ACTIVITY: Leaving out every picture, quote the data below exactly as it appears.

GIVEN RECORDS:
■ ■ ■ ■ ■

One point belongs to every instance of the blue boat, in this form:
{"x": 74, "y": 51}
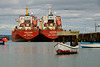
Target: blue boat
{"x": 90, "y": 44}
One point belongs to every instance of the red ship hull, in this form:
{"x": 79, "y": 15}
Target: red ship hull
{"x": 25, "y": 35}
{"x": 51, "y": 34}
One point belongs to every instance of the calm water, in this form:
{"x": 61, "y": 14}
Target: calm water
{"x": 42, "y": 54}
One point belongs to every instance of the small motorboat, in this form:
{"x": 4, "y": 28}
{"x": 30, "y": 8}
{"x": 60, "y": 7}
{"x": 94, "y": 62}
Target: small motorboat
{"x": 90, "y": 45}
{"x": 63, "y": 48}
{"x": 70, "y": 47}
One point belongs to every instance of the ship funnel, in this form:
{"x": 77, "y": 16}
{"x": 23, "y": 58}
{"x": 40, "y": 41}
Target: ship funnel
{"x": 26, "y": 10}
{"x": 50, "y": 12}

■ ■ ■ ■ ■

REPLY TO THE TASK:
One point belongs to every instance of the blue boat, in this form:
{"x": 74, "y": 51}
Target: blue boat
{"x": 90, "y": 44}
One point belongs to every instance of the red ship hull, in this form:
{"x": 79, "y": 15}
Target: red ship hull
{"x": 25, "y": 35}
{"x": 51, "y": 34}
One point belongs to every instance of the calm water, in this form:
{"x": 61, "y": 14}
Target: calm water
{"x": 42, "y": 54}
One point belongs to every instance of the small motorboat, in this form:
{"x": 4, "y": 28}
{"x": 30, "y": 8}
{"x": 60, "y": 7}
{"x": 94, "y": 62}
Target: small motorboat
{"x": 90, "y": 45}
{"x": 63, "y": 48}
{"x": 70, "y": 47}
One point belongs to every instance of the ship funnel, in this form:
{"x": 77, "y": 16}
{"x": 23, "y": 58}
{"x": 40, "y": 41}
Target: ship funnel
{"x": 26, "y": 10}
{"x": 50, "y": 12}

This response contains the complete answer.